▶ Instructions for the task: Reading the listing below, restate each entry exactly as written.
---------- Raw data ----------
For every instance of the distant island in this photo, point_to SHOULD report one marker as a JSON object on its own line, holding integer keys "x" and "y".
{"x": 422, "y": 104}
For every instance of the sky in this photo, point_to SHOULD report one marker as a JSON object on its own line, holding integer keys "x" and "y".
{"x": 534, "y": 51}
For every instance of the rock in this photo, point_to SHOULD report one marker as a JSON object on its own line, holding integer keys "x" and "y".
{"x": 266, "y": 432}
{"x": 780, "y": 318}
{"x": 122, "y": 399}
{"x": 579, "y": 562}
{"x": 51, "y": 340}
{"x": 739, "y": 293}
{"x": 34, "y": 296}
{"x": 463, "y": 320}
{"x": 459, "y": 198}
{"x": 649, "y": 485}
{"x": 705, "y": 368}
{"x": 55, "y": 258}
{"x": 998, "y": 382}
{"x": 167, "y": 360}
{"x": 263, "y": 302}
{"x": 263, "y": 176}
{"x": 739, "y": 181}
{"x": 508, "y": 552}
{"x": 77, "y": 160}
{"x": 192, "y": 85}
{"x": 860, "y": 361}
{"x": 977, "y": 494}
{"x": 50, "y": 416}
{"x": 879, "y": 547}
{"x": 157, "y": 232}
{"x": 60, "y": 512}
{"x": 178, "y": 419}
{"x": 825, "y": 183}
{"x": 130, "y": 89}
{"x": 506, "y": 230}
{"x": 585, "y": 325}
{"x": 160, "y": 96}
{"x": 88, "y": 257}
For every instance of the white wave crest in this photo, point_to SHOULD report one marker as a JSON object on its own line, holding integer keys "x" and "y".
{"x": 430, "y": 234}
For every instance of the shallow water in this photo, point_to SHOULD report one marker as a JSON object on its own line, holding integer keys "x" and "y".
----------
▶ Answer to the problem:
For every instance of the distant island in this photo, point_to SHOULD report one marker as a JSON object on its own line, holding integer keys "x" and "y".
{"x": 422, "y": 104}
For every instance of the sky in this photo, point_to SHOULD report one marker as a JSON object on its own line, holding integer keys "x" and "y".
{"x": 534, "y": 51}
For every instance of the rock in this photo, point_to SHOULD report one marker as a JSON object on its own line, holding integer keys "x" and "y".
{"x": 266, "y": 432}
{"x": 780, "y": 318}
{"x": 122, "y": 399}
{"x": 579, "y": 562}
{"x": 51, "y": 340}
{"x": 739, "y": 293}
{"x": 34, "y": 296}
{"x": 463, "y": 320}
{"x": 459, "y": 198}
{"x": 649, "y": 485}
{"x": 705, "y": 368}
{"x": 55, "y": 258}
{"x": 998, "y": 382}
{"x": 167, "y": 360}
{"x": 263, "y": 302}
{"x": 263, "y": 176}
{"x": 739, "y": 181}
{"x": 508, "y": 552}
{"x": 77, "y": 160}
{"x": 192, "y": 85}
{"x": 860, "y": 361}
{"x": 977, "y": 494}
{"x": 50, "y": 416}
{"x": 879, "y": 547}
{"x": 157, "y": 232}
{"x": 60, "y": 512}
{"x": 178, "y": 419}
{"x": 825, "y": 183}
{"x": 130, "y": 89}
{"x": 506, "y": 230}
{"x": 585, "y": 325}
{"x": 160, "y": 96}
{"x": 88, "y": 257}
For every instance of the white wave crest in this photo, point_to SHOULD report one marker as a JSON object on its own line, holding integer keys "x" and "y".
{"x": 430, "y": 234}
For every instance of the shallow water in this photo, point_to SHOULD report one marker as a JSON object on its own line, holding integer keys "x" and "y".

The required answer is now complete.